- [GIVEN REQUEST]:
Copy every line of these records word for word.

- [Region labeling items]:
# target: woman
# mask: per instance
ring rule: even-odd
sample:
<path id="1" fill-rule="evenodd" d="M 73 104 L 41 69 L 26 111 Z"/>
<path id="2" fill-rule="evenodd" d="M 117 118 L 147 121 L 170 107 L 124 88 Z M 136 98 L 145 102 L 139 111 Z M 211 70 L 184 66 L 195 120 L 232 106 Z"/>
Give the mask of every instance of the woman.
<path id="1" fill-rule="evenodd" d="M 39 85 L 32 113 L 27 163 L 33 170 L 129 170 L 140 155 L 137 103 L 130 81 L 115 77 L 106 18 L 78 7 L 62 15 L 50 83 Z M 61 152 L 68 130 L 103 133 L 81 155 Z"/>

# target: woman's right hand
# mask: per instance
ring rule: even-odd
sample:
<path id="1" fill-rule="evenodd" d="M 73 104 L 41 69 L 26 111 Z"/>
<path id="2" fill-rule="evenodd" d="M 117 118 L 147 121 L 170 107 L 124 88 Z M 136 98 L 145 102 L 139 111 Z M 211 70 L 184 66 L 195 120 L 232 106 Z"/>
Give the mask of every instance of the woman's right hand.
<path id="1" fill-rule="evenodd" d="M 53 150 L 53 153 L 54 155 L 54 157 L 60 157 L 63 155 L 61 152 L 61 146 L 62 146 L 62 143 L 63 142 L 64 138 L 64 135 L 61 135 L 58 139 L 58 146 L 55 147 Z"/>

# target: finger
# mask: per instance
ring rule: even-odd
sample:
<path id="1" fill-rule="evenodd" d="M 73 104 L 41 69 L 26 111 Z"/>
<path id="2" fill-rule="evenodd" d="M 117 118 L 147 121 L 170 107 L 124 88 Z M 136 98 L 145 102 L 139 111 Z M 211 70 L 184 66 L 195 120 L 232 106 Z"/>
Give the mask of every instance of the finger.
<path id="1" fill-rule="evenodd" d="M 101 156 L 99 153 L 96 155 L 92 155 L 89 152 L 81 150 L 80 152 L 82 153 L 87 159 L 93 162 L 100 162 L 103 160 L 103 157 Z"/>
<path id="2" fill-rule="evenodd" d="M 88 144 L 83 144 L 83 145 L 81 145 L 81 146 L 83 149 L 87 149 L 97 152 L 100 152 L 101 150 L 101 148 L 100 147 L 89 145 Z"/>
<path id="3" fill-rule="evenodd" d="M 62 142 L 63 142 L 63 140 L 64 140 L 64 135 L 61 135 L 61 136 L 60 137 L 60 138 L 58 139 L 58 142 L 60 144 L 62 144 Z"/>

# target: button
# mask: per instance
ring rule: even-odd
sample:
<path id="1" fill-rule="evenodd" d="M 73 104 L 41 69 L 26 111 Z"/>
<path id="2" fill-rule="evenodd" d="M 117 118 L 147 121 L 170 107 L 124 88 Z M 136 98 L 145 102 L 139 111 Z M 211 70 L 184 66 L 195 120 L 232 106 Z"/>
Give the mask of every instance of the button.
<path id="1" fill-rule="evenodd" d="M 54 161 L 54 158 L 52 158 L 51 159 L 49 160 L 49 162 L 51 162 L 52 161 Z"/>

- [CORRECT RESPONSE]:
# target: woman
# mask: per instance
ring rule: even-odd
sample:
<path id="1" fill-rule="evenodd" d="M 73 104 L 41 69 L 26 111 Z"/>
<path id="2" fill-rule="evenodd" d="M 117 118 L 147 121 L 170 107 L 124 88 Z M 136 98 L 145 102 L 139 111 Z M 211 70 L 184 66 L 195 120 L 232 106 Z"/>
Give the mask of every instance of the woman.
<path id="1" fill-rule="evenodd" d="M 39 85 L 32 113 L 27 163 L 33 170 L 129 170 L 140 155 L 137 103 L 130 81 L 115 77 L 106 18 L 78 7 L 62 15 L 50 83 Z M 61 152 L 68 130 L 103 133 L 81 155 Z"/>

# target: woman's right hand
# mask: per instance
ring rule: even-odd
sample:
<path id="1" fill-rule="evenodd" d="M 73 104 L 41 69 L 26 111 Z"/>
<path id="2" fill-rule="evenodd" d="M 117 118 L 147 121 L 170 107 L 124 88 Z M 136 98 L 145 102 L 139 111 Z M 211 70 L 184 66 L 195 120 L 232 106 Z"/>
Give the mask of every instance of the woman's right hand.
<path id="1" fill-rule="evenodd" d="M 53 150 L 53 153 L 54 155 L 54 157 L 60 157 L 63 155 L 61 152 L 61 146 L 62 146 L 62 143 L 63 142 L 64 138 L 64 135 L 61 135 L 58 139 L 58 146 L 55 147 Z"/>

# target: finger
# mask: per instance
ring rule: even-odd
sample:
<path id="1" fill-rule="evenodd" d="M 73 104 L 41 69 L 26 111 Z"/>
<path id="2" fill-rule="evenodd" d="M 117 118 L 147 121 L 170 107 L 124 88 Z M 136 98 L 145 102 L 139 111 Z M 211 70 L 184 66 L 195 120 L 232 106 Z"/>
Give the mask of every instance of the finger.
<path id="1" fill-rule="evenodd" d="M 101 156 L 99 153 L 96 155 L 92 155 L 89 152 L 81 150 L 80 152 L 82 153 L 87 159 L 93 162 L 100 162 L 103 160 L 103 157 Z"/>
<path id="2" fill-rule="evenodd" d="M 88 144 L 83 144 L 83 145 L 81 145 L 81 146 L 83 149 L 87 149 L 97 152 L 100 152 L 101 150 L 101 148 L 100 147 L 89 145 Z"/>
<path id="3" fill-rule="evenodd" d="M 62 142 L 63 142 L 63 140 L 64 140 L 64 135 L 61 135 L 61 136 L 60 137 L 60 138 L 58 139 L 58 142 L 60 144 L 62 144 Z"/>

# target: button
# mask: per instance
ring rule: even-odd
sample:
<path id="1" fill-rule="evenodd" d="M 73 104 L 41 69 L 26 111 Z"/>
<path id="2" fill-rule="evenodd" d="M 117 118 L 147 121 L 170 107 L 124 88 Z M 136 98 L 145 102 L 139 111 Z M 211 70 L 184 66 L 195 120 L 232 106 Z"/>
Give the mask of every instance of the button.
<path id="1" fill-rule="evenodd" d="M 54 161 L 54 158 L 52 158 L 51 159 L 49 160 L 49 162 L 51 162 L 52 161 Z"/>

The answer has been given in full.